INSTRUCTIONS TO FOLLOW —
Go through the data and copy each line that holds "every".

Stored records
====
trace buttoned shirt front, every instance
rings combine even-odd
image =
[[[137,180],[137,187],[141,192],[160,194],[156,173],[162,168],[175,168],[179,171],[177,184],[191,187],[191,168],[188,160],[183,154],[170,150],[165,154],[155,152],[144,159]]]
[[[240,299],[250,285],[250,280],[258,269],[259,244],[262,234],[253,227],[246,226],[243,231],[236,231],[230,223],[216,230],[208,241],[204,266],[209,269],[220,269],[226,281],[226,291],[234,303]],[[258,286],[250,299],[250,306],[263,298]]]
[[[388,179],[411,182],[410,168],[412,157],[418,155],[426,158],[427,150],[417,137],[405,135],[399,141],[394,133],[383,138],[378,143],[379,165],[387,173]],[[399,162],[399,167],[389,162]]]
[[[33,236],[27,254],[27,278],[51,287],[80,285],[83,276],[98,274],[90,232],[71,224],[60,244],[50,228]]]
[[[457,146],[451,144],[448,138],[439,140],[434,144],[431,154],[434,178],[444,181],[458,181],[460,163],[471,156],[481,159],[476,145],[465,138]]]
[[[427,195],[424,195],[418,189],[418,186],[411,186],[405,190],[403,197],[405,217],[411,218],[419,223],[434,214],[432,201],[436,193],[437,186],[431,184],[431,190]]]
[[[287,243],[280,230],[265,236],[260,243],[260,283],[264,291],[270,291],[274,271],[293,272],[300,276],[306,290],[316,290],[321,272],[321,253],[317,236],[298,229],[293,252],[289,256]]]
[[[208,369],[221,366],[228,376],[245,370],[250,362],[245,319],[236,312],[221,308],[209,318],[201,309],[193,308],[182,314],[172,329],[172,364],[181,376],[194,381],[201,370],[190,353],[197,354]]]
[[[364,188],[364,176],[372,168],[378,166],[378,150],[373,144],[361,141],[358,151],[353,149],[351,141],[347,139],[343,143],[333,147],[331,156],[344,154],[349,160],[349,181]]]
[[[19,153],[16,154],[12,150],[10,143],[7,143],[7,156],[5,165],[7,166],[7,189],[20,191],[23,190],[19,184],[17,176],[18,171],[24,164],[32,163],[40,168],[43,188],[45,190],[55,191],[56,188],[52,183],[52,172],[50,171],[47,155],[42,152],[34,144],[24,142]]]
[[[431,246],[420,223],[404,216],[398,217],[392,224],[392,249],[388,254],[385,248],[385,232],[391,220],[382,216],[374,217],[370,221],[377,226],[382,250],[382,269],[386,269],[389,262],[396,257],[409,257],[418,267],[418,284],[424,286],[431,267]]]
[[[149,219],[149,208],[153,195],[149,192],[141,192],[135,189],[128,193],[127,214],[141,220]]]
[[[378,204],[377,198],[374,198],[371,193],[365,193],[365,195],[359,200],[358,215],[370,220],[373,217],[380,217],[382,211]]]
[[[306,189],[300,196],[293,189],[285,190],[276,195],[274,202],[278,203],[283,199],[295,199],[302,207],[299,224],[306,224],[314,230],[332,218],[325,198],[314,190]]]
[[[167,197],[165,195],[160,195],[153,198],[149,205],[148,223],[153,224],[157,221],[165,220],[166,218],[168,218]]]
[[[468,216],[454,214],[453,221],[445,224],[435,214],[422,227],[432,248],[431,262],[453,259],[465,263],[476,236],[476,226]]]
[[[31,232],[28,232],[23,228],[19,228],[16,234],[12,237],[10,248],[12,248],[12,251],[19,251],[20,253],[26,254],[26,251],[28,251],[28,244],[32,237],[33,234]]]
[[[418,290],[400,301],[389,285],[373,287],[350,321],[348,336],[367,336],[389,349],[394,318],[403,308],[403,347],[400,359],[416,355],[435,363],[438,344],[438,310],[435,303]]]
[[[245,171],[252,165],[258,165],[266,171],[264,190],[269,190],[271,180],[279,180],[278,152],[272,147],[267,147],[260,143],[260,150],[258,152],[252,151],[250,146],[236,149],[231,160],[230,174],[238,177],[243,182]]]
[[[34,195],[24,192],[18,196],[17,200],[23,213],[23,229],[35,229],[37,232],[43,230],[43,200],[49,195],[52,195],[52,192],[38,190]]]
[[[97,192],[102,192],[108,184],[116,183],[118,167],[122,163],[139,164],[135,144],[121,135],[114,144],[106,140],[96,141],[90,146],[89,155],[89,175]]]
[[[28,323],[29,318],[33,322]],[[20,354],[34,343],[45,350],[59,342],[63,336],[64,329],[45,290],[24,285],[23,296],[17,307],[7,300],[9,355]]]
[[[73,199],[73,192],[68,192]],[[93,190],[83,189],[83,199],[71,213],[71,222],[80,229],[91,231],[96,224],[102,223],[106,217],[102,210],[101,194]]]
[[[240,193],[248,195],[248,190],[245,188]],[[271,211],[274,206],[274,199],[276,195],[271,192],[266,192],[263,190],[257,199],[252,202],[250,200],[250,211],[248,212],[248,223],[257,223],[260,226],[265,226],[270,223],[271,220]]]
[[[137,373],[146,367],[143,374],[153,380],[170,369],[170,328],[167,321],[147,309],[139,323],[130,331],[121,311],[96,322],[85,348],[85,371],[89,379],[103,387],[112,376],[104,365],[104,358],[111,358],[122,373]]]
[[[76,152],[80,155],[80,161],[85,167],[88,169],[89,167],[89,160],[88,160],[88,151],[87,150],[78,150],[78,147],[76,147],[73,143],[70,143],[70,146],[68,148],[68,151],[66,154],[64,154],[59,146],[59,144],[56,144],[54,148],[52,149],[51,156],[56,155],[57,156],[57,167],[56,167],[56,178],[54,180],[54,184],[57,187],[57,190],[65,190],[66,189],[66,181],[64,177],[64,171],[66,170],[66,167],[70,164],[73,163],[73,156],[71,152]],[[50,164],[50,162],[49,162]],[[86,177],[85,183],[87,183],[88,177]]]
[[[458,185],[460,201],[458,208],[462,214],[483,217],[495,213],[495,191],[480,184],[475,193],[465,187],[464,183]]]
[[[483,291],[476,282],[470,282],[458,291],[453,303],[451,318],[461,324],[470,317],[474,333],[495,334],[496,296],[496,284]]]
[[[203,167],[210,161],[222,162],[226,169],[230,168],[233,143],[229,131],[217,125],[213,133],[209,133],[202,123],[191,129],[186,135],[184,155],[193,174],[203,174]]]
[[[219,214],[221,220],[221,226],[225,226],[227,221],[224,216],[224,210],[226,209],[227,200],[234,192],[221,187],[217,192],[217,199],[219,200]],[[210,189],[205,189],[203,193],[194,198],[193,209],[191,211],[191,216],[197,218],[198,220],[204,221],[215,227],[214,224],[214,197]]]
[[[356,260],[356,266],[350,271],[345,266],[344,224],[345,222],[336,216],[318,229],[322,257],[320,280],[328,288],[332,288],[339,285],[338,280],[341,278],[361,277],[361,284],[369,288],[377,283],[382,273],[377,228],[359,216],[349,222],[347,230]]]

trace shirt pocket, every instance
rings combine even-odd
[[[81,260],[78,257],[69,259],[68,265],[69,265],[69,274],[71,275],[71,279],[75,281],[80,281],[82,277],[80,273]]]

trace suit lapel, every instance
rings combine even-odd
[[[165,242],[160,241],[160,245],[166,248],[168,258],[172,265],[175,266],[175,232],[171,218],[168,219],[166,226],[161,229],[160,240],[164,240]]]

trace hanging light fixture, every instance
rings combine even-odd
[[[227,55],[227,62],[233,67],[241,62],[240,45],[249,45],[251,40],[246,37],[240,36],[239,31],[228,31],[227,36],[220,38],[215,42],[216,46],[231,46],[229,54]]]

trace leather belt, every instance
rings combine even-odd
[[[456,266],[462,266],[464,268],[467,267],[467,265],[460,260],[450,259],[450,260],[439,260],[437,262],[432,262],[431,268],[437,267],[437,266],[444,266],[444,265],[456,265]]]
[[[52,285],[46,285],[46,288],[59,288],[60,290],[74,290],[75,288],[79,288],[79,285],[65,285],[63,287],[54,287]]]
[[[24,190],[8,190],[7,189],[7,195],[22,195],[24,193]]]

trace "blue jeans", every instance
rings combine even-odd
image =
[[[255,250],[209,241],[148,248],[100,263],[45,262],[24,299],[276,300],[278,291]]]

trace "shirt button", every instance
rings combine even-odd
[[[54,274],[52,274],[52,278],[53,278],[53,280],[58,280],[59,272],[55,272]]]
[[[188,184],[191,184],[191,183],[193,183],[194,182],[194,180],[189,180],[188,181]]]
====
WRITTEN REPLY —
trace buttoned shirt front, every instance
trace shirt pocket, every instance
trace suit lapel, every instance
trace hanging light fixture, every instance
trace leather belt, every instance
trace "blue jeans", every instance
trace "shirt button", every instance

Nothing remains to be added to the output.